## Task statement
Copy the stretch of the passage on dinosaur climate adaptation from "- Endothermy in" through "sensitivity and poikilothermy." without any changes.

START Exercise passage

HighlightsDinosaurs have always been a problem for creationists because their existence betrays the fact that the age of Earth as calculated from the Bible geneaolgies is wildly inaccurate by several orders of magnitude, but this paper piles on the agony by showign a clear evolutionary pathway from poikilothermy (cold-bloodedness) to homeothermy (warm-bloodedness) supported by geological, geographical and climatological evidence sometime around 180 million years before the biblical 'Creation Week'.
- Warm-blooded dinosaurs flourished in varied climates.
- Dinosaur groups adapted differently to climate, suggesting diverse thermophysiologies.
- Endothermy in theropods and possibly ornithischians evolved by the Early Jurassic
- Sauropod niche conservatism suggests higher thermal sensitivity and poikilothermy.
Summary
A fundamental question in dinosaur evolution is how they adapted to long-term climatic shifts during the Mesozoic and when they developed environmentally independent, avian-style acclimatization, becoming endothermic.1,2 The ability of warm-blooded dinosaurs to flourish in harsher environments, including cold, high-latitude regions,3,4 raises intriguing questions about the origins of key innovations shared with modern birds,5,6 indicating that the development of homeothermy (keeping constant body temperature) and endothermy (generating body heat) played a crucial role in their ecological diversification.7 Despite substantial evidence across scientific disciplines (anatomy,8 reproduction,9 energetics,10 biomechanics,10 osteohistology,11 palaeobiogeography,12 geochemistry,13,14 and soft tissues15,16,17), a consensus on dinosaur thermophysiology remains elusive.1,12,15,17,18,19 Differential thermophysiological strategies among terrestrial tetrapods allow endotherms (birds and mammals) to expand their latitudinal range (from the tropics to polar regions), owing to their reduced reliance on environmental temperature.20 By contrast, most reptilian lineages (squamates, turtles, and crocodilians) and amphibians are predominantly constrained by temperature in regions closer to the tropics.21 Determining when this macroecological pattern emerged in the avian lineage relies heavily on identifying the origin of these key physiological traits. Combining fossils with macroevolutionary and palaeoclimatic models, we unveil distinct evolutionary pathways in the main dinosaur lineages: ornithischians and theropods diversified across broader climatic landscapes, trending toward cooler niches. An Early Jurassic shift to colder climates in Theropoda suggests an early adoption of endothermy. Conversely, sauropodomorphs exhibited prolonged climatic conservatism associated with higher thermal conditions, emphasizing temperature, rather than plant productivity, as the primary driver of this pattern, suggesting poikilothermy with a stronger dependence on higher temperatures in sauropods.

END Exercise passage
START Records

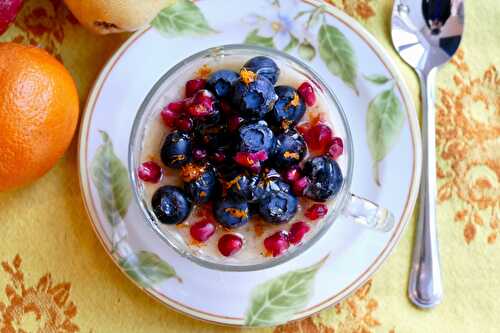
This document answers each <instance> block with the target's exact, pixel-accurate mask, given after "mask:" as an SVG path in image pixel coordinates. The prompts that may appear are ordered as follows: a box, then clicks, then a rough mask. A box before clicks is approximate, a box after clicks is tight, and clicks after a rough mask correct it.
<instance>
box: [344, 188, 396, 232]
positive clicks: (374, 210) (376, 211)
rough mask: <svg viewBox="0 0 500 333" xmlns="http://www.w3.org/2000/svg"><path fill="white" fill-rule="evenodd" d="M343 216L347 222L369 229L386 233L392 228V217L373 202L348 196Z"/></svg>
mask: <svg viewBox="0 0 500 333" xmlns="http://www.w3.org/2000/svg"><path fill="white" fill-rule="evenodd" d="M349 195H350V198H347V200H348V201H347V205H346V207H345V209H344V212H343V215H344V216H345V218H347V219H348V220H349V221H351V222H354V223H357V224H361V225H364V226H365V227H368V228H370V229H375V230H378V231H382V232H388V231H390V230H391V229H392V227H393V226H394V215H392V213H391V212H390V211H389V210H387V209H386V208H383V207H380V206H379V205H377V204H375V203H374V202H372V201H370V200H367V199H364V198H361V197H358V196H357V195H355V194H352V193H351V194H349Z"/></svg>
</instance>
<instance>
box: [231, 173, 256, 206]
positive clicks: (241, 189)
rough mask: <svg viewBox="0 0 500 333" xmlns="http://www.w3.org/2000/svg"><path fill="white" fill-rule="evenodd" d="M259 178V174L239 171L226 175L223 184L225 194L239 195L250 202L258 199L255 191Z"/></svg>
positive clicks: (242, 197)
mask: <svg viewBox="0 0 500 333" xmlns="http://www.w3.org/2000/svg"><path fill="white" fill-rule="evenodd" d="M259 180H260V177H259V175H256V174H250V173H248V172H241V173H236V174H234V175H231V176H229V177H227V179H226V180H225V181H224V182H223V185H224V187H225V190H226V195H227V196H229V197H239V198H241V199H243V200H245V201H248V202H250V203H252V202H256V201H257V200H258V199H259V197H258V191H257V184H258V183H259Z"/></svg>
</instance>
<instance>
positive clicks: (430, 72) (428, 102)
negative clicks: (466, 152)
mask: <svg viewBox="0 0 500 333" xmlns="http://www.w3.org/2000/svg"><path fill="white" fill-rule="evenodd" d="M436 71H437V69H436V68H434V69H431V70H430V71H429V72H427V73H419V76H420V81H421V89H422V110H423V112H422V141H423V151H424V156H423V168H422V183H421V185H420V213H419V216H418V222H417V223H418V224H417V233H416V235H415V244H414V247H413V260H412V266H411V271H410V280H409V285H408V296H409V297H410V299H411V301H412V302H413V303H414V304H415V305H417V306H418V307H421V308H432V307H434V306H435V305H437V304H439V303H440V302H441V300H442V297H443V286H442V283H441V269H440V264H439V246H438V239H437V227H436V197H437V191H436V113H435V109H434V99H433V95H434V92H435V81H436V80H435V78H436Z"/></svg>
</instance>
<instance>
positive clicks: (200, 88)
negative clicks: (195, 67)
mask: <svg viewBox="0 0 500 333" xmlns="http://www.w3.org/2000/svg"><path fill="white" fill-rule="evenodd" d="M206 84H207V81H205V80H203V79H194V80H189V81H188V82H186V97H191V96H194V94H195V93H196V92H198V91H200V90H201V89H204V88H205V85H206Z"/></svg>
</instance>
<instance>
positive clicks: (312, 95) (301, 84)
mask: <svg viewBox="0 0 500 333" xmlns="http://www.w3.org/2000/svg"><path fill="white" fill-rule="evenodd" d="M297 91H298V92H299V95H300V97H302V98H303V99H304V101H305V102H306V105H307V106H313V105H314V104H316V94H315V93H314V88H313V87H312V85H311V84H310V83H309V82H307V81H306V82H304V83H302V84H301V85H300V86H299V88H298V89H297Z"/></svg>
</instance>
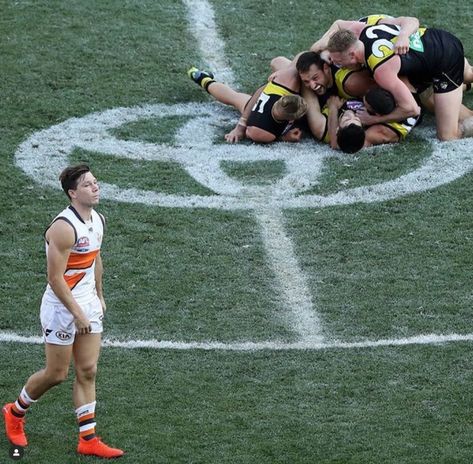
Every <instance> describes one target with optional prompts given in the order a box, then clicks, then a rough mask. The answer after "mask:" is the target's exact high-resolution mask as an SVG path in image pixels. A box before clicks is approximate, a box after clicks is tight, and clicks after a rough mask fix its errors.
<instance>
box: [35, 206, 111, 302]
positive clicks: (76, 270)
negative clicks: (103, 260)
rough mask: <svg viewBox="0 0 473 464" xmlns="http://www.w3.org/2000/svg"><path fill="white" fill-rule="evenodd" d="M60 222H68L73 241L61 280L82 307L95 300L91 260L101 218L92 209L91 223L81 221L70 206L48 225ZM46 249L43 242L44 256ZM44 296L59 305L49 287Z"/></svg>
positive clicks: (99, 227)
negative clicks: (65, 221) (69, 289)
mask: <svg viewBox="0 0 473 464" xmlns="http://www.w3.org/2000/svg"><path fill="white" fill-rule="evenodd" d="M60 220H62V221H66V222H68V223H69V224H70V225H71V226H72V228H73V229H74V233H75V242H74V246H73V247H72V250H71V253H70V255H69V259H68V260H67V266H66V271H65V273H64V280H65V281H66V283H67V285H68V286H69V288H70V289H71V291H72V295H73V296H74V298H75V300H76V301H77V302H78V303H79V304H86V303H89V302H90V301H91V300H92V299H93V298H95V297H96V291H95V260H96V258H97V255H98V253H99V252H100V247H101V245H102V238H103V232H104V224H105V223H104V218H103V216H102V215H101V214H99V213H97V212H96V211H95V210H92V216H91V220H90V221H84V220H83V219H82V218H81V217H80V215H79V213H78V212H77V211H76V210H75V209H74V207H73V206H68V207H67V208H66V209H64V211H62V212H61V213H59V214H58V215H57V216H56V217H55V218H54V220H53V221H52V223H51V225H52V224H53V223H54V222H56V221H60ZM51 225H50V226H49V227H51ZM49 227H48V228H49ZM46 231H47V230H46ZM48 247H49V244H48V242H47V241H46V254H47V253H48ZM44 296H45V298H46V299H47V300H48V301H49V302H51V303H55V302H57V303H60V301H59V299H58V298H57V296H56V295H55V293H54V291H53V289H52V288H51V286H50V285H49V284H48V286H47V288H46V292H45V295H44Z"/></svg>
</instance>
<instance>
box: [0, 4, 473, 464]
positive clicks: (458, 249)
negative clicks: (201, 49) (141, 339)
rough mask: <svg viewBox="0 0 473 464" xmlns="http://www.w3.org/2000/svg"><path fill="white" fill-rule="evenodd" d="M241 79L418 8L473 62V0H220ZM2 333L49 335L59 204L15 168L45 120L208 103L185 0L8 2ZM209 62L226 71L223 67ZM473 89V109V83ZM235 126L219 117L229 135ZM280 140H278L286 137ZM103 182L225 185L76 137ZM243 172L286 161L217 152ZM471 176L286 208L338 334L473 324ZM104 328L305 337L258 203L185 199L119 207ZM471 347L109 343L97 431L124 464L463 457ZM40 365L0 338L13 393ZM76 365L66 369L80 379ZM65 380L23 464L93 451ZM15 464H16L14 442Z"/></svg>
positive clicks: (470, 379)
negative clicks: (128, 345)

END Records

## Answer to this task
- Endothermy in theropods and possibly ornithischians evolved by the Early Jurassic
- Sauropod niche conservatism suggests higher thermal sensitivity and poikilothermy.